Exercise task 1:
Reproduce verbatim the passage of the order excerpt starting with "In my view, these" and going on through "in the circumstances.".

Source extract:
I do not think it appropriate that police infiltrators be used on law abiding citizens or groups.  Hence my interest.  [The] community is a very intimate community and there are a large number of people in the community who believe [the affected person] was the victim of unlawful arrest/charges.  I would also like to put this matter to rest, but to date I have not been able to find out conclusively if or what may have happened to public funds.

 

Along with his representations, the appellant submitted a number of pieces of correspondence, which in general do not assist in the determination of this issue. 

 

The appellant also provided a copy of a Notice of Commencement of Proceedings, Statement of Claim, Notice of Appointment of Solicitor, Affidavit of Service, Consent (to a dismissal of the action) and Order, all of which pertain to an action brought by the affected person against the Police for damages for malicious prosecution.

 

The Police submissions and my Findings

 

Section 14(3)(f)

 

Previous orders of this office have dealt with monetary entitlements relating to various types of agreements.  Many of these orders found that “one time payments to be conferred immediately or over a defined period of time that arise directly from the acceptance by the former employees of the retirement packages” cannot be described as an individual’s “finances, income, assets, net worth, financial history or financial activities for the purpose of section 14(3)(f) of the Act.” (See Orders M-173 and M-1082).  This conclusion has also been applied to the one-time amount agreed to in the settlement of an individual’s human rights complaint against a municipality (Order M –1160), and to the one-time amounts agreed to in the settlement of an individual’s claim of wrongful dismissal against the institution (Order MO-1184). 

 

In my view, these conclusions would also be applicable to a record that reflects the out of court settlement identified by the appellant in his request, if such a record were to exist.  Accordingly, I find that the presumption in section 14(3)(f) would not apply in the circumstances.

 

Sections 14(2)(e) and (f)

 

The Police note that if there had been civil litigation between the affected person and the Police, there would have to be some basis for it, such as “interaction” between them.  Referring to Order P-1167, the Police continue:

 

Where an individual has interaction with police, it could be as an accused person, as a victim of a crime, or as an innocent bystander or witness.  If the events are such that the individual has sufficient cause, or believes they have sufficient cause, to begin civil litigation against the [Police], they follow the procedures established for civil litigation.  At some point, whether by informal agreement, as in an out of court settlement, or by way of judgement, the matter is ultimately concluded.  Upon conclusion of the litigation process, the affected party can consider the matter closed and move past not only the litigation process itself, but put the events which led to the litigation behind them.

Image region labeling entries
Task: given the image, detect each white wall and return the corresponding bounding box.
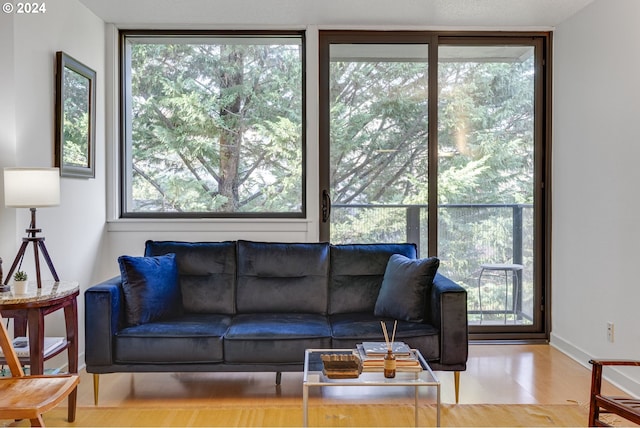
[0,0,105,367]
[552,0,640,395]
[0,13,16,264]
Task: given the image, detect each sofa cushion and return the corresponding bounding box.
[145,241,236,314]
[329,313,440,361]
[118,254,182,325]
[329,244,417,314]
[236,241,329,314]
[373,254,440,322]
[224,313,331,364]
[114,314,231,364]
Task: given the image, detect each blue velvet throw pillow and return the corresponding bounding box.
[118,253,182,325]
[374,254,440,322]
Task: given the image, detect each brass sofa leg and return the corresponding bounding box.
[93,373,100,406]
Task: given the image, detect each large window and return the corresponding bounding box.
[121,31,305,217]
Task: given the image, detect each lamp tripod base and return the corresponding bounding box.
[0,208,60,292]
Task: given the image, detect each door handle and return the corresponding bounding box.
[322,189,331,223]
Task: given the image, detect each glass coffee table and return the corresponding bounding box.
[302,349,440,427]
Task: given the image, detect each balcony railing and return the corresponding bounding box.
[331,204,534,323]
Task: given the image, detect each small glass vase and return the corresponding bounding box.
[13,281,29,295]
[384,350,396,379]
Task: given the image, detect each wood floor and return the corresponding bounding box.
[72,345,621,408]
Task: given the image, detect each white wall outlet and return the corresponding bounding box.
[607,322,613,343]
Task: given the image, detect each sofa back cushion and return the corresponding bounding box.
[236,241,329,314]
[145,241,236,315]
[329,244,417,315]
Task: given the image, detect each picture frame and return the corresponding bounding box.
[55,51,96,178]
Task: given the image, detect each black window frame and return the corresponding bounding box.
[318,30,553,342]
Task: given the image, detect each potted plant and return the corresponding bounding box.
[13,270,28,294]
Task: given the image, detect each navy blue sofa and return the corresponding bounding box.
[84,241,468,403]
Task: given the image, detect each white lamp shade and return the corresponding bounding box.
[4,168,60,208]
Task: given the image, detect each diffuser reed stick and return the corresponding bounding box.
[380,320,398,351]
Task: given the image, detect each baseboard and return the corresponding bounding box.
[549,333,640,397]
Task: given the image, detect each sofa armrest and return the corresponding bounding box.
[84,276,124,366]
[429,274,469,365]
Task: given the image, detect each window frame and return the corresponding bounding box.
[117,29,308,220]
[318,30,553,342]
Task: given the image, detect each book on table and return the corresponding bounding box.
[0,337,67,358]
[362,342,412,357]
[356,343,422,371]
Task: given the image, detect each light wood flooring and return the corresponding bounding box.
[72,344,621,408]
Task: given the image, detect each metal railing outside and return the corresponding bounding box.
[331,204,534,324]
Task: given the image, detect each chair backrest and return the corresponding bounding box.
[0,316,24,377]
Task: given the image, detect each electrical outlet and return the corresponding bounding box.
[607,322,613,343]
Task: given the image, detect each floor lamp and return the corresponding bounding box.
[0,168,60,291]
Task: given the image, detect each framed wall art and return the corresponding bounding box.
[55,51,96,178]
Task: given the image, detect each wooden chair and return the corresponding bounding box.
[589,360,640,427]
[0,312,80,426]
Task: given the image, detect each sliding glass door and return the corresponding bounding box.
[320,31,548,337]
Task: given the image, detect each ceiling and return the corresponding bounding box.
[79,0,594,29]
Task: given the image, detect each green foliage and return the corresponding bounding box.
[13,270,28,281]
[129,38,303,213]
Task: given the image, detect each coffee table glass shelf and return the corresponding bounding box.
[302,349,440,427]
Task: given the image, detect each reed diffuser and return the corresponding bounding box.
[380,320,398,379]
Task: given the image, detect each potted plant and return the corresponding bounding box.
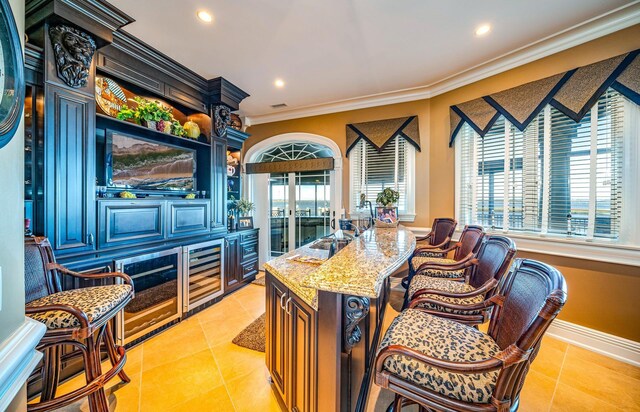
[236,199,256,216]
[376,187,400,207]
[116,96,173,132]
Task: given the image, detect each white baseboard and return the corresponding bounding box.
[0,318,47,411]
[547,319,640,367]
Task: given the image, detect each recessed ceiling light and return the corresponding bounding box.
[198,10,213,23]
[476,24,491,36]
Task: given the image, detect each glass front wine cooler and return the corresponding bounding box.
[182,239,224,312]
[115,247,182,345]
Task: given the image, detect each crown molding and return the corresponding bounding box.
[247,0,640,125]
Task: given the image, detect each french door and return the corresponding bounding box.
[269,170,336,257]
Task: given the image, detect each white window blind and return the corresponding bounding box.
[457,89,625,239]
[349,137,415,215]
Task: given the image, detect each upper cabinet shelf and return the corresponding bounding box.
[96,113,211,146]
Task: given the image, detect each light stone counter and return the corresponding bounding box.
[265,225,416,310]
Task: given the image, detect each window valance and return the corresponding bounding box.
[245,157,334,174]
[449,50,640,147]
[347,116,420,157]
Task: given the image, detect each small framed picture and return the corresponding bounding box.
[238,216,253,230]
[376,207,398,223]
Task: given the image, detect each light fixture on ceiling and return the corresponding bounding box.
[476,24,491,37]
[197,10,213,23]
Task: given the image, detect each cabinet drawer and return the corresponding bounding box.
[98,201,165,248]
[169,201,211,237]
[240,242,258,262]
[240,230,258,243]
[242,260,260,279]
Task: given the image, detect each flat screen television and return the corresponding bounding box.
[106,131,196,192]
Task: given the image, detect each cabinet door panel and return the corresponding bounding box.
[169,200,210,237]
[98,200,165,248]
[266,274,289,399]
[225,236,242,293]
[45,84,95,251]
[211,139,227,230]
[285,294,316,412]
[240,242,258,262]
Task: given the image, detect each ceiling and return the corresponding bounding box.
[110,0,636,116]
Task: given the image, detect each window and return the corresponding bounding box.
[456,89,639,244]
[349,137,415,221]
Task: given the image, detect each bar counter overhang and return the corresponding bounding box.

Exercise task 2:
Quote the lines of the image region labeling entries starting with the line containing "Task: given the image, detect each floor" and going on through the line containing "[476,24,491,36]", both included. Leave the pictures out of your answer.

Written reply 1:
In my view, these conclusions would also be applicable to a record that reflects the out of court settlement identified by the appellant in his request, if such a record were to exist.  Accordingly, I find that the presumption in section 14(3)(f) would not apply in the circumstances.

Written reply 2:
Task: given the image, detect each floor lamp and return the corresponding bounding box.
[0,168,60,291]
Task: given the image, detect each framed wall art and return the corresponding bounding box.
[55,51,96,178]
Task: given the image, detect each wooden chair and return the corresponding bounding box.
[589,360,640,427]
[0,312,80,426]
Task: given the image, detect each sliding glass door and return the corresponding bounding box.
[320,31,548,337]
Task: given the image, detect each ceiling and return the corresponding bounding box.
[79,0,594,29]
Task: given the image, detect each green foliage and return the corresponding bounding box.
[13,270,28,281]
[129,38,303,213]
Task: given the image, detect each coffee table glass shelf and return the corresponding bounding box.
[302,349,440,427]
Task: given the image, detect each reed diffuser and return the corresponding bounding box.
[380,320,398,379]
Task: given the image, detect each potted plant and return the corresponding bounding box.
[236,199,256,216]
[376,187,400,207]
[116,96,173,132]
Task: given the image, detect each white baseboard and return the corresponding bounding box.
[0,318,47,411]
[547,319,640,367]
Task: given the image, detect each recessed ceiling light and return the corresponding bounding box.
[198,10,213,23]
[476,24,491,36]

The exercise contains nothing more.